Selected passage ▸
......
Worst of all, the article claims that these digital women are “unrealistically idealized versions of their human counterparts.” To me, that sounds like they’re saying thin, slender, petite women don’t exist. The only woman in the list to look even close to unrealistic is Nabooru, who’s a character in a game with an already cartoon-like aesthetic. Yes, her waistline is close to impossible, but so is her nose, which Bulimia.com failed to edit for some reason. To claim all these women are “idealized versions of their human counterparts” is an insult to women who do have such body shapes and work hard to maintain them.

nabooru.png

But let’s put all of that aside and pretend for a minute that Bulimia.com is right—that to portray gaming women as thin is indeed unrealistic.

My response is, “So what?”

Video games aren’t real. In fact, many players use them specifically as a form of escapism from reality. I don’t boot up many video games expecting realistic portrayals of anything, from physics to story to combat. Why should what a character look like be any different? The men of Gears of War are ridiculously chiseled, gruff, meaty dudes, with just as “unrealistic” proportions as other games’ women—and that’s part of the fun. When I play Gears of War, I get to be a buff bro with a chainsaw gun instead of a skinny kid with glasses. But I don’t hear complaints that video games’ men are just as “unrealistic” as their women.

Speaking of realism, surely you all remember Ellie from Borderlands 2. If Gearbox was aiming for realism with its game, Ellie, as big as she is, would probably be bedridden or dead, not happily running around without a care in the world. But absolutely no one cares. Because it’s a video game. In fact, many gamers, myself included, love Ellie, “unrealistic” weight or not.

Ellie
So much for no fat female characters in video games, huh?
......
Material provided ▸
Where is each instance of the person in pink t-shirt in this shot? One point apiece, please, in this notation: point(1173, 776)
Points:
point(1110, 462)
......
Problems ▸
1. According to the commentary on how video games portray women's bodies, why does the author object to calling the women in the list "unrealistically idealized versions of their human counterparts"? Answer in one to three sentences.
2. From the commentary on video game women's bodies, print the stretch from "Speaking of realism, surely" through "weight or not.".
Rely only on the text, not on the material.

Results for each task ▸
1. The author reads the claim as saying that thin, slender, petite women don't exist. The author calls it an insult to women who really do have such body shapes and work hard to maintain them.

2.
Speaking of realism, surely you all remember Ellie from Borderlands 2. If Gearbox was aiming for realism with its game, Ellie, as big as she is, would probably be bedridden or dead, not happily running around without a care in the world. But absolutely no one cares. Because it’s a video game. In fact, many gamers, myself included, love Ellie, “unrealistic” weight or not.